Условие задания: Продолжите приведенный ниже отрывок об Александре Невзорове, начав сразу после его последней фразы.

Каким он был, Александр Невзоров? Я это так никогда и не узнал, ибо мог проглотить, разрывая тогда еще молодыми клыками только те - редко сахарные - кости, которые мне, битой в шрамах, видавшей виды обычной уличной дворняге бросала скупая на подлинные события и ощущения жизнь.
...Конечно же, о нем самом лучше было бы спросить у его близких - да были ли они у него вообще? Жил - я знал - у него дома кот по кличке Ландсбергис. И это - все. Даже если бы я, проявив чудеса находчивости и предприимчивости, познакомился с этим с улицы Достоевского котом, что бы, счастливый, он мне рассказал, кроме своего, извините, "мяу"?..

Данные:
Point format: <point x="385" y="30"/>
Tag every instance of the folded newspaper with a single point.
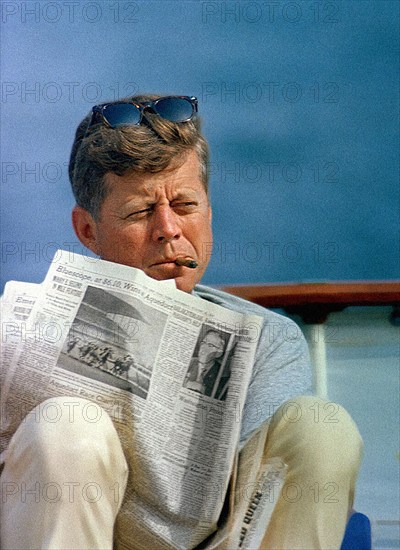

Результат выполнения:
В декабре девяносто седьмого десять лет исполнилось этой давно закрытой, но не забытой людьми, передаче.
- Почему вы не вернетесь обратно в журналистику, к своей программе? - спросили его - я видел случайно - по ТВ.
- Вам сколько лет? - удивился он. - Ах, двадцать четыре! В двадцать четыре еще можно быть репортером. Поймите же, я вырос!
...В этом долбаном мире взрослеют все. Прощай! Прощай навсегда, передача! И - будь здоров, Александр!